> **Problem description**
Transcribe the listing below line for line, without changing anything.

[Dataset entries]
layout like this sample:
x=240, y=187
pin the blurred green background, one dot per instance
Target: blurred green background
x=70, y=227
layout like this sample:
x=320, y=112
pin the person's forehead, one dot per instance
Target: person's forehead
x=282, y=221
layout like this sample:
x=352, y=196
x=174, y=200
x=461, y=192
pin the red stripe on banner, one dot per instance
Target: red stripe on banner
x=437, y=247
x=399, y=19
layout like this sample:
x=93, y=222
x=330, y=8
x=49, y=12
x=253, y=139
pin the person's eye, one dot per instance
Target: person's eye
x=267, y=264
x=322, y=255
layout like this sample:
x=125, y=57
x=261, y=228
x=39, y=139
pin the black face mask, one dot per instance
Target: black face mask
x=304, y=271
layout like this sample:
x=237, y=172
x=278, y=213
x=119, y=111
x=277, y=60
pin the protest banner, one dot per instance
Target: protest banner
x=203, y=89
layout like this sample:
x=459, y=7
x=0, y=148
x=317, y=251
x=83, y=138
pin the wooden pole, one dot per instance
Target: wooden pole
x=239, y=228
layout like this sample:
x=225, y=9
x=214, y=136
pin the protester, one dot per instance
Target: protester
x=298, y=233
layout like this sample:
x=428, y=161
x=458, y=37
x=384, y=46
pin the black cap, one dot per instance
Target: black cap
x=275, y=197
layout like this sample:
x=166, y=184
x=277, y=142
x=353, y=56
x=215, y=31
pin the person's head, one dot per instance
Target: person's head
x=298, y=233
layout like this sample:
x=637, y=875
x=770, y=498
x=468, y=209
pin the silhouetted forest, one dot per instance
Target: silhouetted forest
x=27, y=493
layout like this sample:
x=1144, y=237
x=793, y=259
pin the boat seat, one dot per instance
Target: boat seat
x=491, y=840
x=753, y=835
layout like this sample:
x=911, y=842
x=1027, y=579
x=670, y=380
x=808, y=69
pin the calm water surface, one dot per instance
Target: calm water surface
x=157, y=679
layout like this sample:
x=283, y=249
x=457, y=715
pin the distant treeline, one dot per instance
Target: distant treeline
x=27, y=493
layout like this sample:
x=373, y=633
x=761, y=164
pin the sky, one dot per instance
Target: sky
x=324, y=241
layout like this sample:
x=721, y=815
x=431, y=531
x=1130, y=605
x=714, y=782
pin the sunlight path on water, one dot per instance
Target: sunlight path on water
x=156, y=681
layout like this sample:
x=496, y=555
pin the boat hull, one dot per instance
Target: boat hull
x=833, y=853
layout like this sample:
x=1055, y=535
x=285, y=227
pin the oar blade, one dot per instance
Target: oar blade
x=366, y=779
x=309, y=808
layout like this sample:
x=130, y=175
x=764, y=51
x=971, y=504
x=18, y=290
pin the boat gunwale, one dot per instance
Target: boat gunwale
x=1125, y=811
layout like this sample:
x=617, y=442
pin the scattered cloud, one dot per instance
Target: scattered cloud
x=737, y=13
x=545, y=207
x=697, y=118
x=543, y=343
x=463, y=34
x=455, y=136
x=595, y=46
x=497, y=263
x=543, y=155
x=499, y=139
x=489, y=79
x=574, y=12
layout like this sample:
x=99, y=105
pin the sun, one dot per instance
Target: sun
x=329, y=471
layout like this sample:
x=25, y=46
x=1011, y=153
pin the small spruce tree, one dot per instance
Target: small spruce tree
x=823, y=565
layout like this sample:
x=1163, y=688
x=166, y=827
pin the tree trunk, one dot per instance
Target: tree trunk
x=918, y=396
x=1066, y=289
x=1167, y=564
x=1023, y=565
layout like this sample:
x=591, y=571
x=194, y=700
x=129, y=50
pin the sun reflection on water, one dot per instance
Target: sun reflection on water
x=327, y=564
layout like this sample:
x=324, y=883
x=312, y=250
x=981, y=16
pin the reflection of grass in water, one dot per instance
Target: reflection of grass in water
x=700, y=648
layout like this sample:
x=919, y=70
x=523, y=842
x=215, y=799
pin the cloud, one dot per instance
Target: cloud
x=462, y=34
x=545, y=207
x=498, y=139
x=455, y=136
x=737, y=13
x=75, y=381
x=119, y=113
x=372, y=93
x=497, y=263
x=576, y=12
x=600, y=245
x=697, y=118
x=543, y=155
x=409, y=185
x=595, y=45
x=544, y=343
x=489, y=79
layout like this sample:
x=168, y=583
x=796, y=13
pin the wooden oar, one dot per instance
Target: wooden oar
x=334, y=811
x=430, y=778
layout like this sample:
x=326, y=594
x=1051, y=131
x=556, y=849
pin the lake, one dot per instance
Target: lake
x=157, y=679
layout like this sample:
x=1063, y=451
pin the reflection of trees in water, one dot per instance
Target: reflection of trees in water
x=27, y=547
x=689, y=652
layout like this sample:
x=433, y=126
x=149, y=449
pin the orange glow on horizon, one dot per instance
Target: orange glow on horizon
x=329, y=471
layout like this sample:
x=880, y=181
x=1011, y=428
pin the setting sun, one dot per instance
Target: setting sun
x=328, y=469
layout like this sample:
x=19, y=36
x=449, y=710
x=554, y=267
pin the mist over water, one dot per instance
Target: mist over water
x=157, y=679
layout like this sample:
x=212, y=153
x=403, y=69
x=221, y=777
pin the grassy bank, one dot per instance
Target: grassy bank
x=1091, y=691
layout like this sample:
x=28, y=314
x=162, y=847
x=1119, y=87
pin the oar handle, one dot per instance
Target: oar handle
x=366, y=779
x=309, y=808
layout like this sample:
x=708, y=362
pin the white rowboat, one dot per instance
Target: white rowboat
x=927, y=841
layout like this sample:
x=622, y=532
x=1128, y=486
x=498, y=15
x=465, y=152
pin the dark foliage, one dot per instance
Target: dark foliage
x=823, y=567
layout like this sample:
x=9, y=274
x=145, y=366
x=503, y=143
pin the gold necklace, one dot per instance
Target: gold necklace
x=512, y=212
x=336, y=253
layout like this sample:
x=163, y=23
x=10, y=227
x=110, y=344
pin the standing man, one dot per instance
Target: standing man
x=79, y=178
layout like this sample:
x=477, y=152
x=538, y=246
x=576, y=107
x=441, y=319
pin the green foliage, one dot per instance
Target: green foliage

> **Task output**
layout like this sample:
x=240, y=187
pin the blurred green background, one dot per instance
Target: blurred green background
x=70, y=227
layout like this sample:
x=320, y=112
pin the person's forehead, one dot per instance
Target: person's forehead
x=282, y=221
layout like this sample:
x=352, y=196
x=174, y=200
x=461, y=192
pin the red stripe on banner, one dot per instance
Target: red stripe on banner
x=437, y=247
x=399, y=19
layout like this sample:
x=93, y=222
x=330, y=8
x=49, y=12
x=253, y=139
pin the person's eye, one dot per instance
Target: person's eye
x=267, y=264
x=322, y=255
layout like this sample:
x=125, y=57
x=261, y=228
x=39, y=139
pin the black face mask, one dot per instance
Target: black face mask
x=304, y=271
layout like this sample:
x=237, y=172
x=278, y=213
x=119, y=111
x=277, y=60
pin the protest banner, one dot per instance
Target: protest banner
x=203, y=89
layout like this sample:
x=459, y=7
x=0, y=148
x=317, y=251
x=83, y=138
pin the wooden pole, one dot per instance
Target: wooden pole
x=239, y=228
layout like this sample:
x=225, y=9
x=214, y=136
pin the protester, one dot per instance
Target: protester
x=298, y=233
layout like this sample:
x=428, y=161
x=458, y=37
x=384, y=46
pin the black cap, one dot per instance
Target: black cap
x=275, y=197
layout like this sample:
x=166, y=184
x=277, y=142
x=353, y=56
x=215, y=31
pin the person's head, one dot per instance
Target: person's head
x=298, y=233
layout like this sample:
x=637, y=875
x=770, y=498
x=468, y=209
pin the silhouetted forest, one dot per instance
Target: silhouetted forest
x=27, y=493
layout like this sample:
x=1144, y=237
x=793, y=259
pin the boat seat, one dot per instance
Target: boat seat
x=491, y=840
x=753, y=835
layout like this sample:
x=911, y=842
x=1027, y=579
x=670, y=380
x=808, y=69
pin the calm water surface, one dot per instance
Target: calm water surface
x=157, y=679
layout like this sample:
x=283, y=249
x=457, y=715
pin the distant treeline, one dot per instance
Target: distant treeline
x=27, y=493
layout like this sample:
x=373, y=633
x=761, y=164
pin the sky, one dot per instance
Target: sky
x=324, y=241
layout like this sample:
x=721, y=815
x=431, y=531
x=1130, y=605
x=714, y=782
pin the sunlight path on water, one dot per instance
Target: sunlight path on water
x=156, y=681
layout like this sample:
x=496, y=555
pin the boat hull, one dot per instance
Target: boat hull
x=833, y=853
layout like this sample:
x=1055, y=535
x=285, y=227
pin the oar blade, one dot per instance
Target: oar blade
x=366, y=779
x=309, y=808
layout like this sample:
x=130, y=175
x=764, y=51
x=971, y=504
x=18, y=290
pin the boat gunwale, one dot per instance
Target: boat gunwale
x=1125, y=811
layout like this sample:
x=617, y=442
pin the scattered cloud, one dot per instance
Target: scattered cloud
x=737, y=13
x=545, y=207
x=697, y=118
x=543, y=343
x=463, y=34
x=455, y=136
x=595, y=46
x=497, y=263
x=543, y=155
x=499, y=139
x=489, y=79
x=574, y=12
layout like this sample:
x=99, y=105
pin the sun, one dot per instance
Target: sun
x=329, y=471
layout like this sample:
x=25, y=46
x=1011, y=153
pin the small spruce tree, one dot per instance
Target: small spruce tree
x=823, y=565
layout like this sample:
x=1163, y=688
x=166, y=827
pin the tree trunk, one dot per instance
Target: tree trunk
x=918, y=396
x=1066, y=289
x=1167, y=564
x=1023, y=565
layout like this sample:
x=591, y=571
x=194, y=700
x=129, y=50
pin the sun reflection on water, one dot per instance
Target: sun reflection on water
x=327, y=564
layout like this sample:
x=324, y=883
x=312, y=250
x=981, y=16
pin the reflection of grass in water, one dot per instance
Target: reflection of grass in water
x=700, y=648
layout like this sample:
x=919, y=70
x=523, y=842
x=215, y=799
pin the cloud, one dot per instance
Target: cloud
x=462, y=34
x=545, y=207
x=498, y=139
x=455, y=136
x=737, y=13
x=75, y=381
x=119, y=113
x=372, y=93
x=497, y=263
x=576, y=12
x=600, y=245
x=697, y=118
x=543, y=155
x=409, y=185
x=595, y=45
x=544, y=343
x=489, y=79
layout like this sample:
x=168, y=583
x=796, y=13
pin the wooden oar, one dot per instance
Target: wooden oar
x=334, y=811
x=430, y=778
layout like this sample:
x=326, y=594
x=1051, y=131
x=556, y=849
pin the lake, one dot per instance
Target: lake
x=157, y=679
layout like this sample:
x=1063, y=451
pin the reflection of trees in water, one dot per instance
Target: reflection of trees in water
x=27, y=547
x=689, y=652
layout like this sample:
x=433, y=126
x=149, y=449
pin the orange glow on horizon, one dot per instance
Target: orange glow on horizon
x=329, y=471
layout like this sample:
x=880, y=181
x=1011, y=428
pin the setting sun, one dot per instance
Target: setting sun
x=328, y=469
layout like this sample:
x=19, y=36
x=449, y=710
x=554, y=267
pin the mist over water, one dot per instance
Target: mist over water
x=157, y=679
layout like this sample:
x=212, y=153
x=403, y=69
x=221, y=777
pin the grassy bank, one dot per instance
Target: grassy bank
x=1091, y=691
layout like this sample:
x=28, y=314
x=162, y=847
x=1119, y=87
pin the oar handle, one dot per instance
Target: oar handle
x=366, y=779
x=309, y=808
layout like this sample:
x=708, y=362
pin the white rowboat, one dot per instance
Target: white rowboat
x=927, y=841
layout like this sample:
x=622, y=532
x=1128, y=486
x=498, y=15
x=465, y=152
pin the dark foliage, one dot per instance
Target: dark foliage
x=823, y=567
layout like this sample:
x=9, y=274
x=145, y=366
x=503, y=143
pin the gold necklace, one dot per instance
Target: gold necklace
x=512, y=212
x=336, y=253
layout like this sample:
x=163, y=23
x=10, y=227
x=110, y=344
pin the standing man, one dot per instance
Target: standing man
x=79, y=178
layout like this sample:
x=477, y=152
x=538, y=246
x=576, y=107
x=441, y=319
pin the green foliage, one dot per instance
Target: green foliage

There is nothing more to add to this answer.